(WHAT THE TASK REQUIRES) Scan the entries below and extract each line with the word "wooden" in it.

(DATA EXTRACTS)

'''

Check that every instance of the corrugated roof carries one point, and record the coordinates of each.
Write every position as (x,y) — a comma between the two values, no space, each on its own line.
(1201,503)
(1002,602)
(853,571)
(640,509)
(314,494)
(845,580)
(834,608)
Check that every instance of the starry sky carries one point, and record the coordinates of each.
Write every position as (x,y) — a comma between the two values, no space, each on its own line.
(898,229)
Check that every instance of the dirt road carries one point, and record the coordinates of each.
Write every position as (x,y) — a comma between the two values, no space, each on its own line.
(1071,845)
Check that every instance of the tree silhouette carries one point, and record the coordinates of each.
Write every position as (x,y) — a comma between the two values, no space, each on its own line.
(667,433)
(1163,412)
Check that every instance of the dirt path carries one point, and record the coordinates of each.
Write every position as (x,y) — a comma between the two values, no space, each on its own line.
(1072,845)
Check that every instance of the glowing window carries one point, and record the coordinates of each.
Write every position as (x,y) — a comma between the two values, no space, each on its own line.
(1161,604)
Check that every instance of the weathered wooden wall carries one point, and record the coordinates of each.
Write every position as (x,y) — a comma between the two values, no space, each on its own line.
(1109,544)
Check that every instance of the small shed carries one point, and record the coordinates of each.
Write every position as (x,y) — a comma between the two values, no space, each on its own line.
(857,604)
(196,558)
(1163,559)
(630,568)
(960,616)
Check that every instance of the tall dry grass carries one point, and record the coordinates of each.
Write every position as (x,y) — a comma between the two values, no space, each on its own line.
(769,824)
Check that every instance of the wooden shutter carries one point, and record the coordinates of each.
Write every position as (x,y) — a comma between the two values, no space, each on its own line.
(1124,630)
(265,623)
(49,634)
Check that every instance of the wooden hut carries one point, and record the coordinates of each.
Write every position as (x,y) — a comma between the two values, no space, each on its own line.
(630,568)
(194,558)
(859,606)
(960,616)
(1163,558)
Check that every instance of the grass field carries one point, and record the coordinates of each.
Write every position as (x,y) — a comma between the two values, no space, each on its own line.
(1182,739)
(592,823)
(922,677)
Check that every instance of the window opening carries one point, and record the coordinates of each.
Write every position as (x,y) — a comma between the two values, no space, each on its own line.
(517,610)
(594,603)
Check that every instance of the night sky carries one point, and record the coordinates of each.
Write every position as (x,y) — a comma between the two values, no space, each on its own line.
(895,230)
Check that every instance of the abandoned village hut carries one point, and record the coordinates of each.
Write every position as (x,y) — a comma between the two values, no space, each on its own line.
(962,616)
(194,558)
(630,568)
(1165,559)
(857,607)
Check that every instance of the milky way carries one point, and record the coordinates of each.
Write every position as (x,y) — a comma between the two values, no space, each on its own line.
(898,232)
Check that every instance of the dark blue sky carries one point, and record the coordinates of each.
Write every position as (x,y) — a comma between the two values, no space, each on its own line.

'''

(ANSWER)
Check that every instance of the weathered wooden wall carries one point, and record the coordinates of each.
Check that every instance of the wooden shutter carries one point, and record the coordinates of each.
Check that every instance of the wooden hut carries one point, and record the coordinates of each.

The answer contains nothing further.